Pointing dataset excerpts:
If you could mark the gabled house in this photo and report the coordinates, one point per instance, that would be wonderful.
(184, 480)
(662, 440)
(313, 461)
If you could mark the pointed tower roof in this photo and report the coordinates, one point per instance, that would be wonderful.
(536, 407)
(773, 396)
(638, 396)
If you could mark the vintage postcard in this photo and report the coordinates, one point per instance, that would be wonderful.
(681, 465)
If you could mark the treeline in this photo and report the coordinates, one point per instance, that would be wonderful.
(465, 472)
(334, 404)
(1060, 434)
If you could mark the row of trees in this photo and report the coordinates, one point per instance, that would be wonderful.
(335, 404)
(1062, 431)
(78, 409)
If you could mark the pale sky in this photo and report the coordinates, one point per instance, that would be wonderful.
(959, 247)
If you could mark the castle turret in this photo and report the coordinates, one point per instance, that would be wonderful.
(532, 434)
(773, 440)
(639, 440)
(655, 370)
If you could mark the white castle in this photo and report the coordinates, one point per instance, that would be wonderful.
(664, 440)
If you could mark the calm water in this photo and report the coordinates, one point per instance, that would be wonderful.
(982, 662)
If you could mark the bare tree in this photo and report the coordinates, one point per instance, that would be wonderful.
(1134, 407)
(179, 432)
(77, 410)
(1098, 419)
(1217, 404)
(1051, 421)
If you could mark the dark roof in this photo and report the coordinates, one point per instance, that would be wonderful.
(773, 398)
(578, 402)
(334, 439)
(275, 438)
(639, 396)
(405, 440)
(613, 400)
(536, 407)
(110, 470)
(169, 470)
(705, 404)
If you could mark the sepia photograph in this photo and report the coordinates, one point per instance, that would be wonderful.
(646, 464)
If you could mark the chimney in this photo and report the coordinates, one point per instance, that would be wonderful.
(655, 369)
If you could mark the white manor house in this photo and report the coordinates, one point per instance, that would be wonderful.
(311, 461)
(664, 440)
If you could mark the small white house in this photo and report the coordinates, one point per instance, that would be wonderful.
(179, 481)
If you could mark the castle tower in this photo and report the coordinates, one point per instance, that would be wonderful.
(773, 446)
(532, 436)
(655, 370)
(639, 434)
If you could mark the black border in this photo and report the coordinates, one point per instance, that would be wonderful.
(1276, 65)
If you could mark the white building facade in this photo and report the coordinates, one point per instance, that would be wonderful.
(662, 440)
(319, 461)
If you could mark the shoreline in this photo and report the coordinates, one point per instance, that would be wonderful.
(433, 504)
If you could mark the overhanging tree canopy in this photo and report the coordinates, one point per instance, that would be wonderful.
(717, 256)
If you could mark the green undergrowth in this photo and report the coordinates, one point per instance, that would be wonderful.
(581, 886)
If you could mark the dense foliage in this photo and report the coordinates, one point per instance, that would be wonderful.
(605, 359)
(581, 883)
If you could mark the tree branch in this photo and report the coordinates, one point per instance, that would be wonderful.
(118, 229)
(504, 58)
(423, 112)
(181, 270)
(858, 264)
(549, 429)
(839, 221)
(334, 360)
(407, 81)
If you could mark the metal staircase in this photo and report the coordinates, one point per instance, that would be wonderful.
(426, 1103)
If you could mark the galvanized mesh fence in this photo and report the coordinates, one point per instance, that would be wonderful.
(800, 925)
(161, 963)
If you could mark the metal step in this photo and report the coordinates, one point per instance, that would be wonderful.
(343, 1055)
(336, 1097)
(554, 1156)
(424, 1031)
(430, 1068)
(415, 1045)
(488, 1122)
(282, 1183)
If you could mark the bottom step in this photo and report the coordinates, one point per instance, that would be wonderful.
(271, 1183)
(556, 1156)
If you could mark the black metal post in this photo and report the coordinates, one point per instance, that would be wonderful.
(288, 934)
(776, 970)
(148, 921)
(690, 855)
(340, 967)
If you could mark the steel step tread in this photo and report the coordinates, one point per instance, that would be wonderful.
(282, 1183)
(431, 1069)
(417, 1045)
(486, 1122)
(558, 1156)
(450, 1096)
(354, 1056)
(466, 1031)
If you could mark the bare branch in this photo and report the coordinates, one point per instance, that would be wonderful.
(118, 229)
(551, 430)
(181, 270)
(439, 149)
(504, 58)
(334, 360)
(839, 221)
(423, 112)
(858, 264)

Description of the task:
Make an exact copy of the material above.

Solution to the problem:
If you could mark the gabled house in this photo and report the coordinates, one point per instance, that would be wonderful.
(184, 480)
(662, 440)
(313, 461)
If you could mark the pointed tower roof in this photo and report the coordinates, one point per instance, that would be wonderful.
(536, 407)
(773, 396)
(638, 396)
If you could mark the vintage postcard in this photo and report the coordinates, one point per instance, that would be wonderful.
(681, 465)
If you could mark the treeline in this photo and report the coordinates, one point per instance, that would be wonderful.
(465, 472)
(334, 404)
(1060, 434)
If you could mark the row of trees in this photo and report the coordinates, one point per instance, that would be wonderful.
(335, 404)
(1062, 431)
(78, 409)
If you could mark the pale sky in this photo and report the coordinates, one point per instance, that would be wonderful.
(959, 247)
If you could mark the castle turret in this photo and report the coordinates, one point per instance, that would be wonderful.
(532, 434)
(773, 440)
(639, 440)
(655, 370)
If you could mark the white castle in this photo and report the coordinates, one point per instance, that would be wonderful.
(664, 440)
If you could mark the calm water in this photo and report the coordinates, one point per instance, that would be wonderful.
(982, 662)
If you could mark the bare tree in this photo and report the coordinates, one point per instance, that would be wonderful.
(1134, 407)
(179, 432)
(77, 410)
(1098, 419)
(1217, 404)
(1051, 421)
If you could mark the dark roof in this photo and report the coordinates, one point per instance, that would be wonderful.
(773, 398)
(578, 402)
(334, 439)
(275, 438)
(639, 396)
(405, 440)
(613, 400)
(536, 407)
(110, 470)
(169, 470)
(705, 404)
If you could mark the sepia photograph in this photo and report the coordinates, one point per instance, that would be wonderful.
(646, 464)
If you could mark the chimney in this photo and report the coordinates, one point per instance, that would be wonderful.
(655, 369)
If you could mark the white manor house in this photo and report the coordinates, one point per instance, that would be wonderful.
(311, 461)
(664, 440)
If you could mark the small white house in this photo and report the coordinates, one point per instance, that would be wonderful.
(179, 481)
If you could mark the castle tower in this photo and report the coordinates, one point per instance, that would be wonderful.
(773, 446)
(532, 436)
(655, 370)
(639, 434)
If you could mark the black border in this photo and report the coordinates, one point per instance, that would be wonderful.
(1276, 65)
If you could mark the white building facade in this photo and report the coordinates, one point per instance, that would be wonderful.
(662, 440)
(319, 461)
If you could mark the shoreline in this photo and report the coordinates, one point per instance, that would be wonderful.
(433, 504)
If you could mark the overhanging tree canopy in this photo and report the coordinates, one point per instance, that would be wonderful.
(717, 256)
If you could mark the green undergrowth in this photo and report the coordinates, one point per instance, that would be wonderful.
(581, 886)
If you could mark the dense foliage in this photo and report the coordinates, one point per instance, that would be wonderful.
(605, 359)
(581, 883)
If you could mark the tree branch in this photo and report the coordinates, one point per instance, that would be wonderful.
(118, 229)
(504, 58)
(423, 112)
(181, 270)
(858, 264)
(549, 429)
(839, 221)
(334, 360)
(407, 81)
If you could mark the metal staircase in this photo and report the coordinates, one point per instance, that would be wonderful.
(426, 1103)
If you could mark the galvanized mesh fence in this photo and report the coordinates, one point per instance, that would be wonderful.
(800, 925)
(161, 963)
If you could mark the metal step in this photo and report the coordinates, one point per instance, that would be wonderful.
(343, 1055)
(336, 1097)
(554, 1156)
(424, 1031)
(430, 1068)
(415, 1045)
(488, 1122)
(282, 1183)
If you could mark the bottom step in this photo and report the coordinates, one point per instance, that would be wonderful.
(271, 1183)
(556, 1156)
If you could mark the black metal post in this photo and report the coordinates, one point per instance, that would be wonderful.
(288, 934)
(776, 970)
(148, 921)
(690, 855)
(340, 967)
If you could mark the steel step tread in this photo and report the coordinates, one point per instance, that would be wonderful.
(282, 1183)
(431, 1069)
(417, 1045)
(486, 1122)
(558, 1156)
(450, 1096)
(354, 1056)
(466, 1031)
If you could mark the bare branch in this photo and report the coordinates, one point per instance, that would be wonderful.
(118, 229)
(551, 430)
(181, 270)
(439, 149)
(504, 58)
(334, 360)
(839, 221)
(423, 112)
(858, 264)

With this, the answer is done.